[Point annotations for photos]
%%
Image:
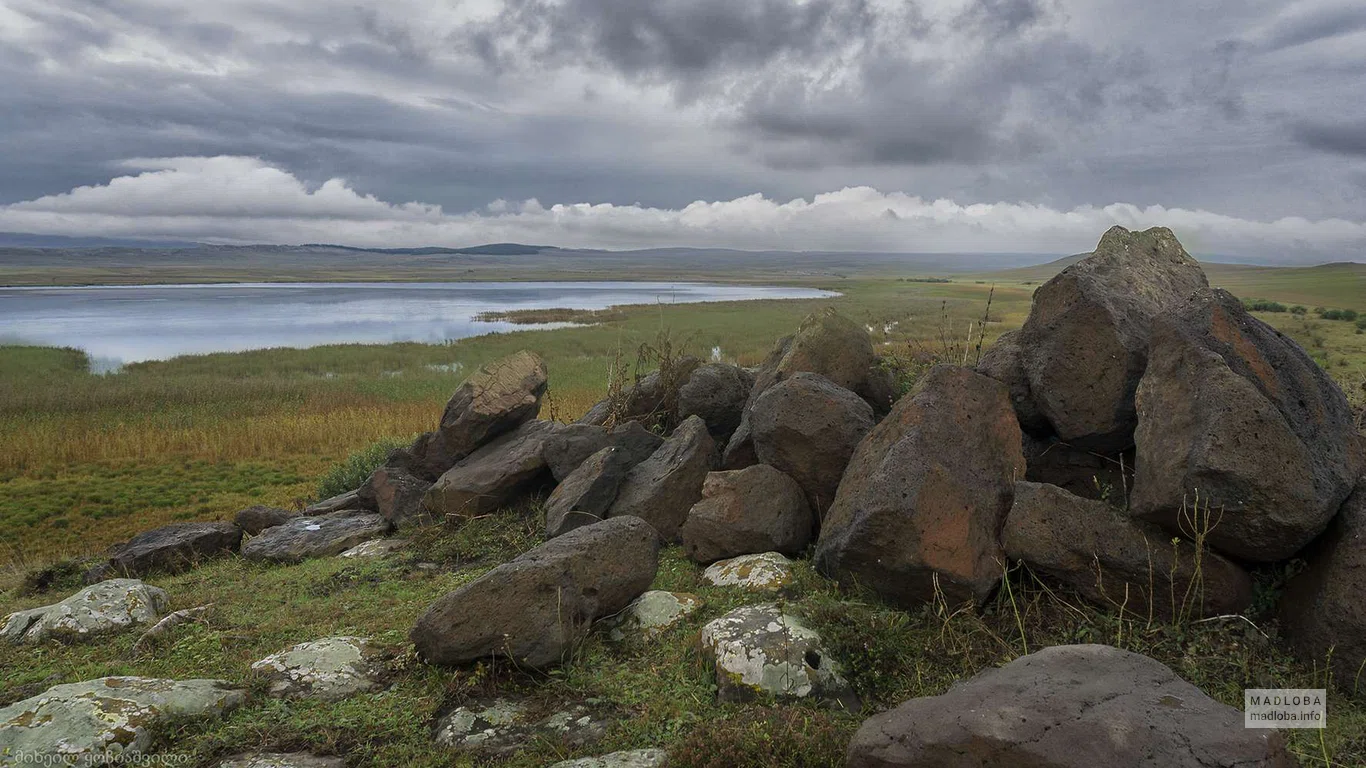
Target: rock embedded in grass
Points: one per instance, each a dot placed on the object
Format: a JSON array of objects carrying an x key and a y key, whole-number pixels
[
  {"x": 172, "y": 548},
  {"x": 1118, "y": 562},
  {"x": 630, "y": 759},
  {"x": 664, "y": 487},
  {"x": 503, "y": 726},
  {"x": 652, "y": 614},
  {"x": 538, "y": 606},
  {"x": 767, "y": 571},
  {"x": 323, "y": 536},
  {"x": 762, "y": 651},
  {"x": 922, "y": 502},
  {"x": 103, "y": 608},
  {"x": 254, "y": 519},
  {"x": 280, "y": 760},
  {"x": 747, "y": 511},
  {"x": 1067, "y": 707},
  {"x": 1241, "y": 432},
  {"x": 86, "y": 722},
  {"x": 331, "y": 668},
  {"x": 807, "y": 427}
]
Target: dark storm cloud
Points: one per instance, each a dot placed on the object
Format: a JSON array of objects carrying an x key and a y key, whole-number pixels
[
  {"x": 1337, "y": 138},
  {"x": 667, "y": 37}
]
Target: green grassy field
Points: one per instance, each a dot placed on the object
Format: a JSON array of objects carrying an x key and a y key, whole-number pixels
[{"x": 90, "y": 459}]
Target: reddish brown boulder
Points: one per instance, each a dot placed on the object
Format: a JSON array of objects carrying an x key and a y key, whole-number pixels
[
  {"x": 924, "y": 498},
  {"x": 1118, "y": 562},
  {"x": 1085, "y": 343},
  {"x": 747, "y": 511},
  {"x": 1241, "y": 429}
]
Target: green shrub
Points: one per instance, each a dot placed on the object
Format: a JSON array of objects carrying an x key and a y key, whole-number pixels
%%
__Task__
Begin at the line that has "Target: reddish brown boulder" and stop at the end of the items, and write out every line again, requests included. Scale each x and y coordinate in the answers by 2.3, rounding to whole numbers with halves going up.

__Answer in full__
Target: reddish brown boulder
Points: one per instance, each a dot placed on the object
Format: a JSON array of objects carrying an x key and a y key, whole-number pixels
[
  {"x": 2125, "y": 1145},
  {"x": 2571, "y": 1293},
  {"x": 2496, "y": 789},
  {"x": 1718, "y": 1175},
  {"x": 2854, "y": 987}
]
Target: green shrub
Points: one per instance, each a dot placed on the object
Format: a JSON array of objects carrying an x key and a y key, whole-number pixels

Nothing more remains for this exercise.